(Collected data)
[Start of Attachment]

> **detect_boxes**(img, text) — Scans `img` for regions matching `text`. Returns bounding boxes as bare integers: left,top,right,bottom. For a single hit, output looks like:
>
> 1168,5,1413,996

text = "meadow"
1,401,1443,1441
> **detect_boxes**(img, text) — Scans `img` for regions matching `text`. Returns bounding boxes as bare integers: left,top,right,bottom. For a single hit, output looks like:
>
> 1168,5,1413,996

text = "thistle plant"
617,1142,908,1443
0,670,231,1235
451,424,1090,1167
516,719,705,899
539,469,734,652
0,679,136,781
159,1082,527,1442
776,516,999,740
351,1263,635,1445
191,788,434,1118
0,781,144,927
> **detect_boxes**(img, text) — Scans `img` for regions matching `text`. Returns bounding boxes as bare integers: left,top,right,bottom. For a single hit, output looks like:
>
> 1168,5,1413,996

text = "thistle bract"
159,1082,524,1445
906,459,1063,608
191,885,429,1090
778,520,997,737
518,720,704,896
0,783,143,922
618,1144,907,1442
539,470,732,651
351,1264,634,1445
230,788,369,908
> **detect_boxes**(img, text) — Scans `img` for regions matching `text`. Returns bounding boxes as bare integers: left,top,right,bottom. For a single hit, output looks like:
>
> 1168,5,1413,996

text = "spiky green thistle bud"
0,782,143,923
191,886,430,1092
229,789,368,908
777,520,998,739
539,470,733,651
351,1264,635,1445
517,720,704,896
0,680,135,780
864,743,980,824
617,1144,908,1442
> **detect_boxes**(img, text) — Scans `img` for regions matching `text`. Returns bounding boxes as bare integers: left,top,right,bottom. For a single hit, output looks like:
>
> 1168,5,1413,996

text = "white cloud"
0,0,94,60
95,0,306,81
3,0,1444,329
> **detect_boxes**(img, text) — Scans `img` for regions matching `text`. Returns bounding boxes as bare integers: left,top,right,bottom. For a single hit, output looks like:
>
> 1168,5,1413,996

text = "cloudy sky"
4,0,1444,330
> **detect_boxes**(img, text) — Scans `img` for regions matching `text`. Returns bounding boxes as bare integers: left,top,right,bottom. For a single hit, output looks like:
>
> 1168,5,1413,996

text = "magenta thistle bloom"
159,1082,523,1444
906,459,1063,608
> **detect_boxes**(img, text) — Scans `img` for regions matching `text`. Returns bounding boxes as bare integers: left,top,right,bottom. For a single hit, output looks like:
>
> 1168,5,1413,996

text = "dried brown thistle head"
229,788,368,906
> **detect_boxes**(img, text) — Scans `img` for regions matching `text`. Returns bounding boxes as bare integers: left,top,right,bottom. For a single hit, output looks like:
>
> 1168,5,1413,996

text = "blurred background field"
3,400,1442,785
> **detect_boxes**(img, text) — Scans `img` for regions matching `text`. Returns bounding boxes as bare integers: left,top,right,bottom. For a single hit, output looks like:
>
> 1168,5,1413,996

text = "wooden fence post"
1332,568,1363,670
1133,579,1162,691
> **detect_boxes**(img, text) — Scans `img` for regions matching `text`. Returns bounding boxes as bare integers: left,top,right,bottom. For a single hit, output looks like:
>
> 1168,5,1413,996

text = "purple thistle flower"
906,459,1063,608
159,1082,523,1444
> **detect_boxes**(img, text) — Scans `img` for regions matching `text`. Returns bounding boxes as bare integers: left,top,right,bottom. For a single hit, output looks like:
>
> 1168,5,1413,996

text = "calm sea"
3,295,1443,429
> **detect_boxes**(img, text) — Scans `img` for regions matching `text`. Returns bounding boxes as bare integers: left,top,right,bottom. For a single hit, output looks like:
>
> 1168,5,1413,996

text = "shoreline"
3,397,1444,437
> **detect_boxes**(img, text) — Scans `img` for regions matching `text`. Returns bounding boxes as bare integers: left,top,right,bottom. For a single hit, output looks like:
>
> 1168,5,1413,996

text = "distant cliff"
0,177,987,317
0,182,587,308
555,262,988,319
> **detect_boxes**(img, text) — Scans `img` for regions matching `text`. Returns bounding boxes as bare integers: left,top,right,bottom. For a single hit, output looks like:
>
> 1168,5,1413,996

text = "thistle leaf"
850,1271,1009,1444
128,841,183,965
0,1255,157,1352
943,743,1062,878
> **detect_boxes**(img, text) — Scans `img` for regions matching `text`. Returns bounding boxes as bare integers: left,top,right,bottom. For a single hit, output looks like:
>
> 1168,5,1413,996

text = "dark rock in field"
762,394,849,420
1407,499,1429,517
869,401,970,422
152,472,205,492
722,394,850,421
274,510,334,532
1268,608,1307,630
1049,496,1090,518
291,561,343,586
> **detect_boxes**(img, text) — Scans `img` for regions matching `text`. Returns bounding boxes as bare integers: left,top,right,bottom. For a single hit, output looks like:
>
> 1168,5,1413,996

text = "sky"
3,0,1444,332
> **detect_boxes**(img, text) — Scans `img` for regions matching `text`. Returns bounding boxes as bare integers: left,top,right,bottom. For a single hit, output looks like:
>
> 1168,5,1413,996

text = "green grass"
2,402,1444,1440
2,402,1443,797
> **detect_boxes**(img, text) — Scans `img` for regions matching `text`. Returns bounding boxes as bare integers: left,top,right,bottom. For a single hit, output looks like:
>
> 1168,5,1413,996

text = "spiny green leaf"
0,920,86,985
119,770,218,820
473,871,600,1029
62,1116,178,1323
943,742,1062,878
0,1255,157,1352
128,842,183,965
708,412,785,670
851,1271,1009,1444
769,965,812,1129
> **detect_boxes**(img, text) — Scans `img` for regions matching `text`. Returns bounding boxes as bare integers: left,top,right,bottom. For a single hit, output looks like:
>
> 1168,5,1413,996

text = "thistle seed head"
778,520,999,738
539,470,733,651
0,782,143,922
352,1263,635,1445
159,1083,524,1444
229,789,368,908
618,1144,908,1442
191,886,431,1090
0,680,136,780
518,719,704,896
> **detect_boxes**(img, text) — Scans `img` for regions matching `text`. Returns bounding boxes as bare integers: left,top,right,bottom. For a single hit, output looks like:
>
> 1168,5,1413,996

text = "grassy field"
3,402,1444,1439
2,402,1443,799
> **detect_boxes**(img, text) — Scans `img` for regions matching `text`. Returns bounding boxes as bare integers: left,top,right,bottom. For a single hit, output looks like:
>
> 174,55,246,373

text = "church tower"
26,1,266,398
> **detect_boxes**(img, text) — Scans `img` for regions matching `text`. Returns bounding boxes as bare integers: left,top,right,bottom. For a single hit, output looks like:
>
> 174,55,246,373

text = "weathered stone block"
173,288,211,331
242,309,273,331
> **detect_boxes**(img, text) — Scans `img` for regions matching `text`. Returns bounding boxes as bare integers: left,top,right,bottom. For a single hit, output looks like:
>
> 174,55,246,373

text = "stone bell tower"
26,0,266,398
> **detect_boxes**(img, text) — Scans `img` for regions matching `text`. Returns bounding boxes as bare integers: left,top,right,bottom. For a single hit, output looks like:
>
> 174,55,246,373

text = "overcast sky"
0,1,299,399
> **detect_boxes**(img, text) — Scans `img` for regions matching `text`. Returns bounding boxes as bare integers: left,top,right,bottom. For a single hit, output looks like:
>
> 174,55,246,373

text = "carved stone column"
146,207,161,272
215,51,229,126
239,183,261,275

[End of Attachment]

[TASK TO CARRY OUT]
All of the entries above are to be printed again exactly.

[RESULT FOR THIS TASK]
> **detect_boxes**(img, text) — Scans `img` for regions matching `text`. Returns bounding boxes as bare integers: left,top,right,bottom. For a single hit, output looks like:
>
> 1168,5,1413,996

text = "meadow"
1,401,1443,1441
> **detect_boxes**(img, text) — Scans `img` for regions matching `text`. Returns bounding boxes as bare integers: left,top,right,bottom. For a single hit, output looks like:
>
> 1168,5,1413,996

text = "thistle plant"
617,1142,908,1443
0,670,231,1235
451,424,1090,1167
516,719,705,899
539,469,734,652
0,679,136,781
159,1082,527,1442
776,516,999,740
351,1263,635,1445
191,788,434,1118
0,781,144,927
> **detect_boxes**(img, text) — Scans `img` for regions matching `text`. Returns bounding boxes as bare integers: left,top,right,bottom. For a single hit, output looks like:
>
> 1168,5,1413,996

text = "thistle bract"
159,1082,524,1445
906,459,1063,608
191,885,429,1090
778,520,997,737
518,720,704,896
0,783,143,922
618,1144,907,1442
539,470,732,651
351,1264,634,1445
230,788,369,908
> **detect_boxes**(img, text) — Scans `img` for regions matching `text`. Returns bounding boxes as bare integers: left,top,right,bottom. For a single hit, output looks like:
>
> 1168,5,1413,996

text = "spiky green thistle bud"
0,782,143,923
191,886,430,1092
229,789,368,908
777,520,998,739
539,470,733,651
351,1264,635,1445
517,720,704,896
0,680,135,780
864,743,980,824
617,1144,908,1442
> **detect_boxes**(img, text) — Scans `img` for regions matching `text`. Returns bounding boxes as bare integers: left,top,right,bottom. For a single hit, output looks like:
>
> 1168,5,1413,996

text = "white cloud"
0,0,94,60
95,0,306,81
3,0,1444,329
> **detect_boxes**(img, text) — Scans `img` for regions matching `text`. Returns bounding boxes as bare integers: left,top,right,bottom. For a single hit, output looks like:
>
> 1168,5,1413,996

text = "cloudy sky"
4,0,1444,330
> **detect_boxes**(img, text) — Scans `img` for regions matching `text`. Returns bounding boxes as bare integers: left,top,right,bottom. For a single hit, output looks like:
>
> 1168,5,1413,996

text = "magenta thistle bloom"
159,1082,523,1444
906,459,1063,608
> **detect_boxes**(img, text) — Scans `img` for regions matching `text`. Returns bounding boxes as bare integers: left,top,right,bottom. For a single hit, output looks like:
>
> 1168,5,1413,996

text = "dried brown thistle head"
229,788,368,906
> **detect_boxes**(img, text) — Scans `img` for regions matching `text`. Returns bounding boxes as bare integers: left,top,right,bottom. For a single hit, output looks like:
>
> 1168,5,1413,996

text = "blurred background field"
3,400,1442,785
> **detect_boxes**(img, text) — Scans `img` for regions matching `text`. Returns bounding boxes as bare integers: left,top,right,bottom. For a single hit, output looks like:
>
> 1168,5,1413,996

text = "wooden fence post"
1332,568,1363,670
1133,579,1162,691
> **detect_boxes**(img, text) — Scans `img` for regions matching `text`. Returns bounding boxes as bare integers: left,top,right,bottom. For a single hit, output looks like:
>
> 1168,5,1413,996

text = "purple thistle flower"
906,459,1063,608
159,1082,523,1444
> **detect_boxes**(img, text) — Scans `img` for regions matching `text`. Returns bounding boxes as bare integers: left,top,right,bottom. For a single hit, output looks like:
>
> 1168,5,1413,996

text = "calm sea"
3,295,1443,429
> **detect_boxes**(img, text) — Scans `img` for regions matching `text`. Returns bounding boxes as bare integers: left,top,right,bottom. For a single hit, output looks like:
>
> 1168,5,1413,996

text = "shoreline"
3,397,1444,437
> **detect_boxes**(img, text) — Scans `img` for regions matching `text`. Returns bounding boxes as bare integers: left,top,right,bottom. For a single hit, output looks like:
>
> 1168,5,1413,996

text = "distant cliff"
0,177,987,317
0,182,587,308
555,262,988,319
> **detect_boxes**(img, text) — Scans `img` for regions matching `text`. Returns bounding boxes as bare integers: left,top,right,bottom. For a single hit, output looks like:
>
> 1168,5,1413,996

text = "thistle leaf"
850,1271,1009,1444
128,841,183,965
0,1255,157,1352
943,743,1062,878
> **detect_boxes**(img, text) — Scans `img` for regions matching `text`. Returns bounding boxes as bare integers: left,top,right,bottom. For a single hit, output looks like:
>
> 1168,5,1413,996

text = "dark rock in field"
762,394,849,420
1407,499,1429,517
869,401,970,422
152,472,205,492
722,394,850,421
274,510,334,532
1268,608,1307,630
1049,496,1090,518
291,561,343,586
> **detect_boxes**(img, text) — Scans `img` for regions matching `text`. Returns bounding boxes as bare integers: left,top,right,bottom. For a single hit, output looks like:
>
> 1168,5,1413,996

text = "sky"
3,0,1444,332
> **detect_boxes**(img, text) — Scans `img` for regions matching `text`. Returns bounding boxes as bare integers: left,top,right,bottom. For a single hit, output looks like:
>
> 1168,5,1413,996

text = "green grass"
2,402,1444,1440
2,402,1443,797
> **detect_boxes**(img, text) — Scans `img` for regions matching `text`. Returns bounding boxes as bare integers: left,top,right,bottom. For a single hit, output looks like:
>
> 1168,5,1413,996

text = "spiny green leaf"
0,920,86,985
119,770,218,820
473,871,600,1029
62,1116,178,1323
943,742,1062,878
0,1255,157,1352
128,842,183,965
708,412,785,670
851,1271,1009,1444
769,965,812,1129
> **detect_boxes**(img, text) — Scans `img` for regions matching `text`. Returns bounding boxes as bare integers: left,top,right,bottom. For a single hit, output looks like:
>
> 1168,5,1413,996

text = "thistle seed head"
778,520,999,738
539,470,733,651
0,782,143,922
352,1263,635,1445
159,1083,524,1444
229,789,368,908
618,1144,908,1442
191,886,431,1090
0,680,136,780
518,719,704,896
> **detect_boxes**(img, text) — Scans `img` for regions matching `text`. Returns bounding boxes as bare integers: left,top,right,bottom. For a single hit, output looks like:
>
> 1168,5,1413,996

text = "grassy field"
3,402,1444,1439
2,402,1443,799
> **detect_boxes**(img, text) — Scans `img` for regions matching `text`. Returns bounding boxes as bare integers: left,top,right,bottom. For a single hit, output looks like:
>
> 174,55,246,373

text = "church tower"
26,1,266,398
> **detect_boxes**(img, text) — Scans `img` for regions matching `text`. Returns bounding boxes as bare integers: left,top,right,bottom. For a single hit, output looks like:
>
> 174,55,246,373

text = "weathered stone block"
173,288,211,331
242,309,273,331
> **detect_boxes**(img, text) — Scans `img` for regions matching `text`. Returns bounding boxes as bare integers: left,top,right,bottom. For a single hit, output looks like:
>
> 174,55,246,373

text = "stone bell tower"
26,0,266,398
> **detect_boxes**(img, text) — Scans `img` for regions matching `text`. Returns bounding boxes as bare integers: left,top,right,bottom. For a single hit, output looks like:
>
> 174,55,246,373

text = "overcast sky"
0,1,299,399
> **detect_boxes**(img, text) — Scans `img` for regions matching `text`. Returns bounding boxes as bare integers: left,top,right,bottom. For a single hit, output looks like:
>
> 174,55,246,373

text = "carved stone column"
146,207,161,272
215,51,229,126
239,183,261,275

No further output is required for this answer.